▶ [INSTRUCTIONS TO FOLLOW]: Transcribe exactly the first line of the listing below and each line that follows it, ending with the line that contains "positive clicks: (453, 210)", and omit the remainder.

▶ [RECORDS SHOWN]:
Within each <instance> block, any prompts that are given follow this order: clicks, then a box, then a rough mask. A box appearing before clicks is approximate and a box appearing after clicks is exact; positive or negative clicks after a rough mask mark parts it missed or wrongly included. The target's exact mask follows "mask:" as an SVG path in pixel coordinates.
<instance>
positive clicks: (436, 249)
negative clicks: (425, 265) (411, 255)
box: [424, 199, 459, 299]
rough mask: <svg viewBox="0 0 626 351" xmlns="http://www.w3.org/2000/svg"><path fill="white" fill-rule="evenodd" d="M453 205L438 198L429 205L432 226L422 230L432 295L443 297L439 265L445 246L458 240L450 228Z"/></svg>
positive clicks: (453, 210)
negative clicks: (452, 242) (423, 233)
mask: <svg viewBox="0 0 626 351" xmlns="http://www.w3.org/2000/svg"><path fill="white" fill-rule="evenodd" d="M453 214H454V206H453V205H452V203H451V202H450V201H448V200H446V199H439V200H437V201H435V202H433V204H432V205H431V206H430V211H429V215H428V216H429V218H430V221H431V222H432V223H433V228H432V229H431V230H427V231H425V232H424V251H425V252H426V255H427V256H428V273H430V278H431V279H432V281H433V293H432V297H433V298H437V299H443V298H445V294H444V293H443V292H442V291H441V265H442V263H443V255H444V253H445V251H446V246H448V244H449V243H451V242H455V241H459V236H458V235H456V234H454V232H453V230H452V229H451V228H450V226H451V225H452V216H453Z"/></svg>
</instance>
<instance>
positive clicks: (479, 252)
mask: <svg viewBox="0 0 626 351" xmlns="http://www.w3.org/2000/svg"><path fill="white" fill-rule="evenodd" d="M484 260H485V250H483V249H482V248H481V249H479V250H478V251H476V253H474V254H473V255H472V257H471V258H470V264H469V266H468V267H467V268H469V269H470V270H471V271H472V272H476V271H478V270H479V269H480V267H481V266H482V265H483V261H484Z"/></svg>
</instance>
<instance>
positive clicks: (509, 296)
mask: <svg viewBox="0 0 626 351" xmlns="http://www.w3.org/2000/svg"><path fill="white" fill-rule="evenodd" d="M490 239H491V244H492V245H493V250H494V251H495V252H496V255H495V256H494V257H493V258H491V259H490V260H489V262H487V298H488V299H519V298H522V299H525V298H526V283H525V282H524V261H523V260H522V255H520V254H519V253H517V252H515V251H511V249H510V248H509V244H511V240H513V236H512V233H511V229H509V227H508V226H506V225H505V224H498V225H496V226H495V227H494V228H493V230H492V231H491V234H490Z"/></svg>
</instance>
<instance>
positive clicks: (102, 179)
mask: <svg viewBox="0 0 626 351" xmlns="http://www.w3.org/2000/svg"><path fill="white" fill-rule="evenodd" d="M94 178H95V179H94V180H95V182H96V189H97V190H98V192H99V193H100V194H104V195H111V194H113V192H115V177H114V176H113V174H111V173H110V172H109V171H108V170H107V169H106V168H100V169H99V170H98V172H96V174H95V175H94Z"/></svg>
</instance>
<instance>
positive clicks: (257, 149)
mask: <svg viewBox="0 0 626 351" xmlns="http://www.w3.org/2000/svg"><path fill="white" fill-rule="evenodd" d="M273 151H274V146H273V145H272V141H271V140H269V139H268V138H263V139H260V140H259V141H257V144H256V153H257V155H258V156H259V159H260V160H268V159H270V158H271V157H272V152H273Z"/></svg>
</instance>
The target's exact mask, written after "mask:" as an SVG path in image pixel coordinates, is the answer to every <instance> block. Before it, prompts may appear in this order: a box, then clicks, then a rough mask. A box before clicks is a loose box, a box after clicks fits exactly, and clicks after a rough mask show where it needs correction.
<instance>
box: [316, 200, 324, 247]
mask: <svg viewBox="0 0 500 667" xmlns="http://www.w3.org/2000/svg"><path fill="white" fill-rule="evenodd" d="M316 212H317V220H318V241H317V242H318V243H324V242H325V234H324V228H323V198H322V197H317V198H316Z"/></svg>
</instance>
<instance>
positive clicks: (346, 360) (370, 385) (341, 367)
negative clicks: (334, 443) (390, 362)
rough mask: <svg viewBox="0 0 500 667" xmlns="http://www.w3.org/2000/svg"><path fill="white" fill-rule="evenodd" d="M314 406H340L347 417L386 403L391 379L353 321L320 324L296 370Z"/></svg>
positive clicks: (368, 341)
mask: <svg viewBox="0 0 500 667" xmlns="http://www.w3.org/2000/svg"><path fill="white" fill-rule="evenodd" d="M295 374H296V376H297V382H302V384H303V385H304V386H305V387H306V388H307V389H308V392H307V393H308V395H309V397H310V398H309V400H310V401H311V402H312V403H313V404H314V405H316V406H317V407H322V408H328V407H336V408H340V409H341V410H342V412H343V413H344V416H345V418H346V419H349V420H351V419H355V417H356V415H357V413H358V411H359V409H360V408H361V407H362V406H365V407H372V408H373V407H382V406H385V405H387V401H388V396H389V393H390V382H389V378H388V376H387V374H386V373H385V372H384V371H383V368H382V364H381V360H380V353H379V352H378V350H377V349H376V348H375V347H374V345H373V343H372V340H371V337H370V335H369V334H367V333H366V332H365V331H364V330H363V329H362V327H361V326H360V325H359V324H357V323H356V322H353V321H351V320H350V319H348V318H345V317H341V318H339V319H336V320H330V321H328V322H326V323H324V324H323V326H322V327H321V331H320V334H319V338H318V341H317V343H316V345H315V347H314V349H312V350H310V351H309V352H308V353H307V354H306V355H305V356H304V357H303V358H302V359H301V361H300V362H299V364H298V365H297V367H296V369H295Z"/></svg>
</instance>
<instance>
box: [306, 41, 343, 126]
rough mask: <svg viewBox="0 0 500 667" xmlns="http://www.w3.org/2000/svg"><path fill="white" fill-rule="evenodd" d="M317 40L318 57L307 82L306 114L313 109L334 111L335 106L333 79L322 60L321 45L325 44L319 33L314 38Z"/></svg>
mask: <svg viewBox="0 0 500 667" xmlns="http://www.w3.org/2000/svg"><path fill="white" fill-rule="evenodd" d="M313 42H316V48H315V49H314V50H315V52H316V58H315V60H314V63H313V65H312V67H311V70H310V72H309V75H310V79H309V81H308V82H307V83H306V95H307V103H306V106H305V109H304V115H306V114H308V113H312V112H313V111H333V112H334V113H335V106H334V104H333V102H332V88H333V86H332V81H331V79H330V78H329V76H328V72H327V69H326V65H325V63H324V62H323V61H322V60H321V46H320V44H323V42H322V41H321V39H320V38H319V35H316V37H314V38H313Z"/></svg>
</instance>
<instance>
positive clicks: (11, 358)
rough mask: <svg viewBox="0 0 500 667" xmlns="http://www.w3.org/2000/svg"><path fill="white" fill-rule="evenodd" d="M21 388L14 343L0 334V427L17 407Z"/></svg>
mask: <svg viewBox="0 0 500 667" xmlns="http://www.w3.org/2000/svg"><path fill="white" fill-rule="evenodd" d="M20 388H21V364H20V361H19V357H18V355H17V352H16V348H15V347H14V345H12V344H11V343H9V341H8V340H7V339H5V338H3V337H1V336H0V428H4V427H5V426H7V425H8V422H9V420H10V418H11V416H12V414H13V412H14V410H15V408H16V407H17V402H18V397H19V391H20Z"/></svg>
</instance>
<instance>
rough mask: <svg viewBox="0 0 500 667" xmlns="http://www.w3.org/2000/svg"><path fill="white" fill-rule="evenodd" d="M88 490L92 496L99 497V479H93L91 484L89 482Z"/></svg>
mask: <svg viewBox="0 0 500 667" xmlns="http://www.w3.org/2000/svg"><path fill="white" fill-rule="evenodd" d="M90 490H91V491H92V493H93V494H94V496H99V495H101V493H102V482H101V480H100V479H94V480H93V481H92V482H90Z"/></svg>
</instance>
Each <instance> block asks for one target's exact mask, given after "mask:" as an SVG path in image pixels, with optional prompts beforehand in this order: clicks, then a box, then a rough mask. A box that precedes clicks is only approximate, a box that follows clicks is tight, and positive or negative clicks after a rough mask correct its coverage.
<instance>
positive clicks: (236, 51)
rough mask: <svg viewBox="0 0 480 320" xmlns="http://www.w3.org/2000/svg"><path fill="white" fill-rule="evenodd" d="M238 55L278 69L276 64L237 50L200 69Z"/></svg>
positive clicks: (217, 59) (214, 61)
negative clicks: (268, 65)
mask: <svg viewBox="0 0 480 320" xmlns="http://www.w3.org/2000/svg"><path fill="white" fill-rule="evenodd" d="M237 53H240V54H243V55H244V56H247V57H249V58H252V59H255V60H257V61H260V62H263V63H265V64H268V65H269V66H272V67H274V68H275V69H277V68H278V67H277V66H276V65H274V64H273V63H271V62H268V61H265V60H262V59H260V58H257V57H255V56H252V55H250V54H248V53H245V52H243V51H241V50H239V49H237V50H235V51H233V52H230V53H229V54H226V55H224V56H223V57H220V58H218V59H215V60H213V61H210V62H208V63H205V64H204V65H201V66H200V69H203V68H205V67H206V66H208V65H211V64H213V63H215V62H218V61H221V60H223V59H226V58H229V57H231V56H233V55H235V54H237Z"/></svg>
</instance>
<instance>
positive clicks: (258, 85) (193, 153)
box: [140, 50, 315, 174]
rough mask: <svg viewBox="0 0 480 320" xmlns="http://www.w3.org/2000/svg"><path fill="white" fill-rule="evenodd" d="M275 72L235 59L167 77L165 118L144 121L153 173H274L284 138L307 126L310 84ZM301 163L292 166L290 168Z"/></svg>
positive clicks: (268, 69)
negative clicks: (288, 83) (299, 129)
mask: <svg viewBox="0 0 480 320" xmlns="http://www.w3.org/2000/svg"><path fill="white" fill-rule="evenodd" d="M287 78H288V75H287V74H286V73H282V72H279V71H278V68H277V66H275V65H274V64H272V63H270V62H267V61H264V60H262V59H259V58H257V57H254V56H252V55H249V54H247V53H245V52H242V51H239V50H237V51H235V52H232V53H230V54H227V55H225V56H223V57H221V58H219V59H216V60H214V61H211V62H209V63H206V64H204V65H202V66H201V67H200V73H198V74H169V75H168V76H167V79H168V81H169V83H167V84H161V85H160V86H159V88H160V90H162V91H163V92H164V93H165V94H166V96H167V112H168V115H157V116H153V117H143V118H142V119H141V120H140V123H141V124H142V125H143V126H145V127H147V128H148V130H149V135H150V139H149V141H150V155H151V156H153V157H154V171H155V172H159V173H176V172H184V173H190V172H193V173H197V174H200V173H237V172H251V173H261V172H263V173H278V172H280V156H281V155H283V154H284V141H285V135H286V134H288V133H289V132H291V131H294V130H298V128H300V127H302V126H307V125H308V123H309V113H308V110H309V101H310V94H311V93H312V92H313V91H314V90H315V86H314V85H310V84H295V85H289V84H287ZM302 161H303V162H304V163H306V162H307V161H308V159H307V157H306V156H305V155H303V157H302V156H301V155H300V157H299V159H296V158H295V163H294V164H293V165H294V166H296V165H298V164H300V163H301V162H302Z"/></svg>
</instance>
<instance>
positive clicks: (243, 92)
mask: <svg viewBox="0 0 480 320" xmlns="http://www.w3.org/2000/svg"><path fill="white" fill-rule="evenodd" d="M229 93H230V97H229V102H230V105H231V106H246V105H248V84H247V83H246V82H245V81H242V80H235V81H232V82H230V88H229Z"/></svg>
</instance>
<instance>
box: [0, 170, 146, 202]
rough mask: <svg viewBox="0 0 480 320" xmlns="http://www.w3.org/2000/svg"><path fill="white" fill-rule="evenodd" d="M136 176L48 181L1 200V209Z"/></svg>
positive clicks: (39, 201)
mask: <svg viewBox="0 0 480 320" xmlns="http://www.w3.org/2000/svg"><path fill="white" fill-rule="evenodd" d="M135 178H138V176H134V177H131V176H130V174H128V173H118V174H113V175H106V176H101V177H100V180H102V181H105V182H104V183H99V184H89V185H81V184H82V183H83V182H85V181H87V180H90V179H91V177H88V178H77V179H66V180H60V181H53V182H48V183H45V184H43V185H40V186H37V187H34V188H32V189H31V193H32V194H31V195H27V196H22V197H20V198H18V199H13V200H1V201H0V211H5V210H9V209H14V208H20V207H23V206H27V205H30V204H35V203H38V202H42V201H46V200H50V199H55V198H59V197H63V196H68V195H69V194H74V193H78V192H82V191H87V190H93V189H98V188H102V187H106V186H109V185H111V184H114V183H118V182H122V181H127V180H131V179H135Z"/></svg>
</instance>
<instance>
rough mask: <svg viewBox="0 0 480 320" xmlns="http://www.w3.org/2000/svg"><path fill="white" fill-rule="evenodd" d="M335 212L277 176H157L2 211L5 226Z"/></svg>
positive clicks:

▶ [ANSWER BELOW]:
Within each <instance> block, any prompts that are given follow this order: clicks, then a box, then a rough mask. A box appearing before clicks is approximate and a box appearing after clicks is exact; positive or negative clicks after a rough mask mark parts it missed or wrongly included. The target's exact mask follows "mask:" as an SVG path in pixel coordinates.
<instance>
positive clicks: (436, 249)
negative clicks: (425, 265) (411, 255)
box: [424, 199, 459, 299]
rough mask: <svg viewBox="0 0 626 351" xmlns="http://www.w3.org/2000/svg"><path fill="white" fill-rule="evenodd" d="M453 205L438 198L429 205L432 226L422 230L432 295L443 297L439 265L445 246L458 240L450 228Z"/></svg>
positive clicks: (453, 210)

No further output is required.